What to work on →
**A)** Answer these questions about the birding thread below, one answer per line, marked like the questions:
(i) Which birds does John say were in steep decline in the 1970s because of agricultural poisons?
(ii) In which decade does Stephen Taylor say DDT was banned?
(iii) What does David Nicosia listen to on his evening walk?
**B)** Which specific kinds of birds are named in the birding thread below? List every one.

Document passage start

Re: [cayugabirds-l] [nysbirds-l] Dryden, NY - Hammond Hill State Forest Birding: Few Birds

2019-06-26 Thread khmo
Good thought although DDT was still very prevalent in countries where
"our' birds winter...and still is in some. We have also added so many
new chemicals that are known to cause problems or highly suspected.
There are so many variables in this problem.

The joy is in seeing the tremendous upsurge of eagles, peregrines and
osprey as a result of that ban. We had so few viable nests in the 70s
that we could survey the entire Chesapeake Bay area in less than a week
and banded very few young. At that time Barn Owls were in precipitous
decline thanks to agricultural poisons (rodenticides chiefly) and I
believe still are. 

 Thanks for joining the conversation.
John

---
John and Sue Gregoire
Field Ornithologists
Kestrel Haven Migration Observatory
5373 Fitzgerald Rd
Burdett, NY 14818
42.443508000, -76.758202000 
"Create and Conserve Habitat" 
On 2019-06-26 12:18, Stephen Taylor wrote:

> Dave, et al, 
> By the 1970s, there could have been a noticeable change in bird populations 
> due to the banning of DDT in the 1960s.  
> Interesting conversation... 
> Steve Taylor  
> Pittsford NY
> 
> Sent from my iPhone 
> 
> On Jun 26, 2019, at 8:02 AM, David Nicosia  wrote:
> 
> John/Chris, 
> 
> I totally agree that point counts from birding could misrepresent bird 
> populations. I have been out on two different days and have seen big 
> differences. I have a walk I take in the evening to listen to the thrushes.

Document passage end
Information supplied start

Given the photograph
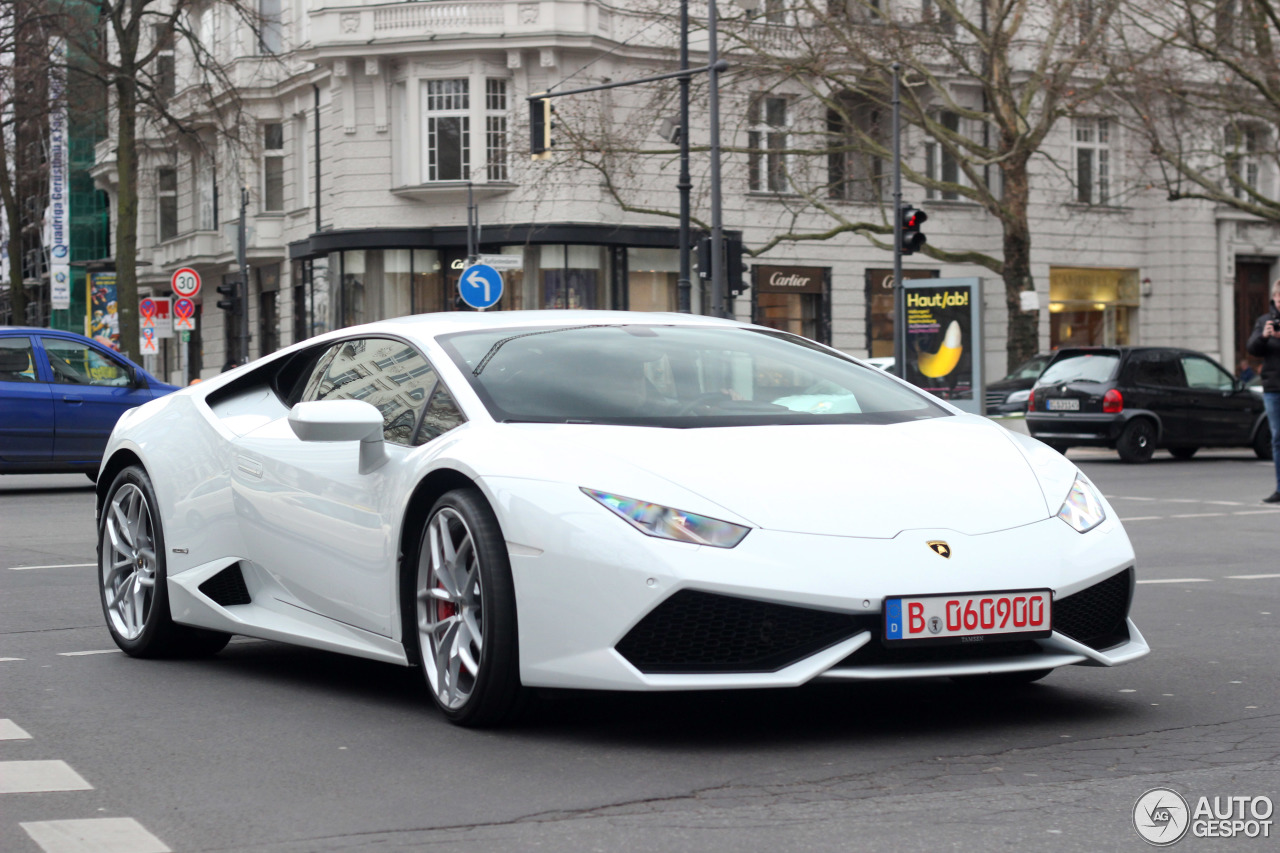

Information supplied end

Task results →
**A)**
(i) Barn Owls
(ii) The 1960s
(iii) The thrushes

**B)**
- Eagles
- Peregrines
- Osprey
- Barn Owls
- Thrushes